YOUR OBJECTIVE → Could you repeat, word for word, every line from the one containing "Task: locate the distant" through the final line of the records below, and nothing else?

RECORDS →
>> START

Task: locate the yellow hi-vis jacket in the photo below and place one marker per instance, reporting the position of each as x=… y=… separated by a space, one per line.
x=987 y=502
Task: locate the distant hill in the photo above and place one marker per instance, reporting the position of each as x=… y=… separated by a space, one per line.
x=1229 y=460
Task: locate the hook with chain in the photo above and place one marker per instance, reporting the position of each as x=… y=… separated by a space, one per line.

>> END

CORRECT OUTPUT →
Task: locate the distant hill in the photo above and place one marker per instance, reporting the position of each as x=… y=… separated by a space, one per line.
x=1229 y=460
Task: locate the hook with chain in the photo above and place one marker per instance, reporting the position of each as x=… y=… separated by a space, one per line.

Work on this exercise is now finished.